| What you need to do |
1. Answer these questions from the Chilkat Valley News text:
(a) In which town is the newspaper printed?
(b) In what year was the newspaper founded?
(c) How many suggested names were on the list in the first edition?
2. Reproduce the stretch of the Chilkat Valley News text from "Newspaper in Alaska, United" through "published on Thursdays.", word for word.

| Extract |
»»

Newspaper in Alaska, United States

The Chilkat Valley News is a weekly newspaper serving the Chilkat Valley/Haines Borough area of Southeast Alaska. The paper principally serves the communities of Haines, where it is published, and Klukwan. It is printed in Petersburg and published on Thursdays.

The newspaper features local news, obituaries, and "Duly Noted," an about-town column written by locals, including Doris Ward and Heather Lende (author, National Public Radio commentator, and Anchorage Daily News columnist.)

== History ==
The newspaper was founded in 1966 by Haines school teacher Ray Menaker and a student printer, Bill Hartmann. The first edition appeared January 3 without a title, instead asking readers to choose a name from a list of 18 suggested ones, including Haines Independent Grapevine and Lynn Canal Drift.

««

| Collected data entries |
»»

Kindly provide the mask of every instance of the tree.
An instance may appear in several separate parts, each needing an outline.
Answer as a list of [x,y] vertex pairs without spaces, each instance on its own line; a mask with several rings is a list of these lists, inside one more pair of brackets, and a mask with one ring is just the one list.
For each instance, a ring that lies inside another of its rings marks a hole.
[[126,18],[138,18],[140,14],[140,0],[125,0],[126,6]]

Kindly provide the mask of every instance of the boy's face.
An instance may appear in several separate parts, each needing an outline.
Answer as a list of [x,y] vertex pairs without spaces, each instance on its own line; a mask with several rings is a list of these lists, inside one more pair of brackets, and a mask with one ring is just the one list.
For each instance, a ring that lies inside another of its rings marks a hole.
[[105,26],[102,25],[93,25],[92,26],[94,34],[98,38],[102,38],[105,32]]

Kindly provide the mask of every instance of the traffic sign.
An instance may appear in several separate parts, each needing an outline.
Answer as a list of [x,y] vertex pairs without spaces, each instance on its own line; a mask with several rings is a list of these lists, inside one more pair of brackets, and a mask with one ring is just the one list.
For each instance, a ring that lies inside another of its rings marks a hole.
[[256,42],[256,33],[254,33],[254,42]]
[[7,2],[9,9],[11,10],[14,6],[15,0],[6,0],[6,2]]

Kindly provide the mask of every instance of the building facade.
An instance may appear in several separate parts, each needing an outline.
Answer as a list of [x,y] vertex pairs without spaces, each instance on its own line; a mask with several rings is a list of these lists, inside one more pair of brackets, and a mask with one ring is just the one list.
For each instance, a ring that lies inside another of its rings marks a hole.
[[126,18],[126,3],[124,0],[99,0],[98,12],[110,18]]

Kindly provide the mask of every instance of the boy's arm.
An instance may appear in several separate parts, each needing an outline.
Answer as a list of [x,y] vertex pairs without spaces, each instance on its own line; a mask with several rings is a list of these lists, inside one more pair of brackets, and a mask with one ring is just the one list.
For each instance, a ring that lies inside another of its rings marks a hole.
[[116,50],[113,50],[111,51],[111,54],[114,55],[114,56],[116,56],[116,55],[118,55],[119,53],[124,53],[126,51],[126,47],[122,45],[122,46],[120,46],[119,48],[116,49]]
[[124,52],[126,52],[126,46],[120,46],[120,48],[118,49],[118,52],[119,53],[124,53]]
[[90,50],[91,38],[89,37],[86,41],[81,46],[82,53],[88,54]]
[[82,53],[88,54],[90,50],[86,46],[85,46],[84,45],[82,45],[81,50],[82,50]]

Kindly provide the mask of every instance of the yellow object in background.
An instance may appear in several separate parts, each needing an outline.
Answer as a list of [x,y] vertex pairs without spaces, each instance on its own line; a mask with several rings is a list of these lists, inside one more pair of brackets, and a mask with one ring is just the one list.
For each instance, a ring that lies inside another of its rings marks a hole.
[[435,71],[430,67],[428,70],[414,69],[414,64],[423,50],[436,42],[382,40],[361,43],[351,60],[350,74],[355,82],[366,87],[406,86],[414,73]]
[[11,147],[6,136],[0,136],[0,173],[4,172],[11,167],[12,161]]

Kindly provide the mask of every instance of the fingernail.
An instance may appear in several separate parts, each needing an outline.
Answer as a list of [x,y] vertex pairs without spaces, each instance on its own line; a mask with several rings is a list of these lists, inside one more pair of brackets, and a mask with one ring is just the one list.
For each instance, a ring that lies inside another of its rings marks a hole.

««

| Results by task |
1.
(a) Petersburg
(b) 1966
(c) 18

2.
Newspaper in Alaska, United States

The Chilkat Valley News is a weekly newspaper serving the Chilkat Valley/Haines Borough area of Southeast Alaska. The paper principally serves the communities of Haines, where it is published, and Klukwan. It is printed in Petersburg and published on Thursdays.